§ **What needs to be done**:
Copy each of the items below verbatim, line for line, from the first to the last.

A run of records:
>>>>>

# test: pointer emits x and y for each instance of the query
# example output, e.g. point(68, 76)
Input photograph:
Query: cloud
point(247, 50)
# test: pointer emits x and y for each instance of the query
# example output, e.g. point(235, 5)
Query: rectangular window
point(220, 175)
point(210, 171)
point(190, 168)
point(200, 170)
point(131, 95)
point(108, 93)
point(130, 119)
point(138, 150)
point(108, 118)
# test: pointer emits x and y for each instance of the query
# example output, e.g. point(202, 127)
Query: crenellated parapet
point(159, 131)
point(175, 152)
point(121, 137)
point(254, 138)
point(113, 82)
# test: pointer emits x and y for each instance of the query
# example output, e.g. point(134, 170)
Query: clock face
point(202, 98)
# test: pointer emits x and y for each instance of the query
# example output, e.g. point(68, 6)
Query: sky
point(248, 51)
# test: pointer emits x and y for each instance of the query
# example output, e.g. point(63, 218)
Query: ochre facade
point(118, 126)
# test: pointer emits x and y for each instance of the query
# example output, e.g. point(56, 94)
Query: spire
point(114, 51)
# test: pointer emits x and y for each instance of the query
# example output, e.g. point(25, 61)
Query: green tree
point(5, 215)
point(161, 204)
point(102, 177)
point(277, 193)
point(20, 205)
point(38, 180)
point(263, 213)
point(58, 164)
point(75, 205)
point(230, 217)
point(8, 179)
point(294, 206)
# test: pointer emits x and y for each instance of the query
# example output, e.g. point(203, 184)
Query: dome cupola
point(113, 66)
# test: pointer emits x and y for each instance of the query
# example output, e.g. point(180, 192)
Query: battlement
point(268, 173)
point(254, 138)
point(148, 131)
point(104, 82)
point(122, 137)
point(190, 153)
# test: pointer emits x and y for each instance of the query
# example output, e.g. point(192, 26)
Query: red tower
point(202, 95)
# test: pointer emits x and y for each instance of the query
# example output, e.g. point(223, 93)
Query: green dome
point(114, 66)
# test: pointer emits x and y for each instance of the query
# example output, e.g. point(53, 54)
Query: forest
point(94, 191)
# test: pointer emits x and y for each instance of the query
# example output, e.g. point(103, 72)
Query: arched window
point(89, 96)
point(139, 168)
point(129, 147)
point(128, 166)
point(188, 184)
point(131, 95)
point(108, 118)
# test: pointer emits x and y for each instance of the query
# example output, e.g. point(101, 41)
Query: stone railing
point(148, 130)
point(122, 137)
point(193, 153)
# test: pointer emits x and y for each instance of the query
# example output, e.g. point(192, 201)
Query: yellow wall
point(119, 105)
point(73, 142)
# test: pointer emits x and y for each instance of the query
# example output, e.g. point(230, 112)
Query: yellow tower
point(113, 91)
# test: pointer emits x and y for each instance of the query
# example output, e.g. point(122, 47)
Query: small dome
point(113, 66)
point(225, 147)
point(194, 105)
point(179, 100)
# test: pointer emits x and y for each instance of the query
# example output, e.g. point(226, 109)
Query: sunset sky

<<<<<

§ **Result of the exercise**:
# test: pointer emits x and y for each instance of the query
# example output, e.g. point(68, 76)
Input photograph:
Query: cloud
point(247, 50)
# test: pointer emits x and y for each instance of the query
# example output, e.g. point(235, 5)
Query: rectangular window
point(220, 175)
point(210, 171)
point(190, 168)
point(200, 170)
point(131, 95)
point(108, 93)
point(130, 119)
point(138, 150)
point(108, 118)
# test: pointer emits x and y for each instance of the query
# example output, e.g. point(202, 127)
Query: crenellated parapet
point(159, 131)
point(175, 152)
point(121, 137)
point(254, 138)
point(113, 82)
# test: pointer emits x and y for each instance of the query
# example output, e.g. point(134, 170)
Query: clock face
point(202, 98)
# test: pointer emits x and y for each instance of the query
# example output, e.g. point(68, 6)
Query: sky
point(248, 51)
# test: pointer emits x and y for each instance of the query
# example output, e.g. point(63, 218)
Query: ochre facade
point(118, 126)
# test: pointer emits x and y for each instance of the query
# example output, e.g. point(56, 94)
Query: spire
point(114, 51)
# test: pointer emits x and y for each instance of the query
# example output, e.g. point(25, 61)
Query: green tree
point(5, 215)
point(161, 204)
point(102, 177)
point(277, 193)
point(20, 205)
point(38, 180)
point(263, 213)
point(58, 164)
point(75, 205)
point(230, 217)
point(8, 179)
point(294, 206)
# test: pointer emits x and y for each instance of the query
# example output, e.g. point(203, 184)
Query: dome cupola
point(113, 66)
# test: pointer emits x and y for each instance of the query
# example output, e.g. point(180, 192)
Query: battlement
point(268, 173)
point(254, 138)
point(148, 131)
point(104, 82)
point(122, 137)
point(190, 153)
# test: pointer emits x and y for each instance of the query
# example output, e.g. point(192, 26)
Query: red tower
point(202, 95)
# test: pointer emits x and y for each instance of the query
# example output, e.g. point(223, 93)
Query: green dome
point(114, 66)
# test: pointer emits x and y for each instance of the query
# example output, e.g. point(53, 54)
Query: forest
point(94, 191)
# test: pointer emits x and y for each instance of the query
# example output, e.g. point(103, 72)
Query: arched window
point(89, 96)
point(139, 168)
point(129, 147)
point(128, 166)
point(188, 184)
point(131, 95)
point(108, 118)
# test: pointer emits x and y for each instance of the query
# example output, e.g. point(101, 41)
Query: stone railing
point(148, 130)
point(122, 137)
point(193, 153)
# test: pointer emits x and y for each instance of the query
# example output, e.g. point(192, 201)
Query: yellow wall
point(119, 105)
point(73, 142)
# test: pointer emits x and y for each instance of the query
# example output, e.g. point(230, 112)
Query: yellow tower
point(113, 91)
# test: pointer emits x and y for each instance of the query
# example output, e.g. point(122, 47)
Query: small dome
point(113, 66)
point(225, 147)
point(194, 105)
point(179, 100)
# test: pointer emits x and y for each instance of the query
# example output, e.g. point(226, 109)
Query: sunset sky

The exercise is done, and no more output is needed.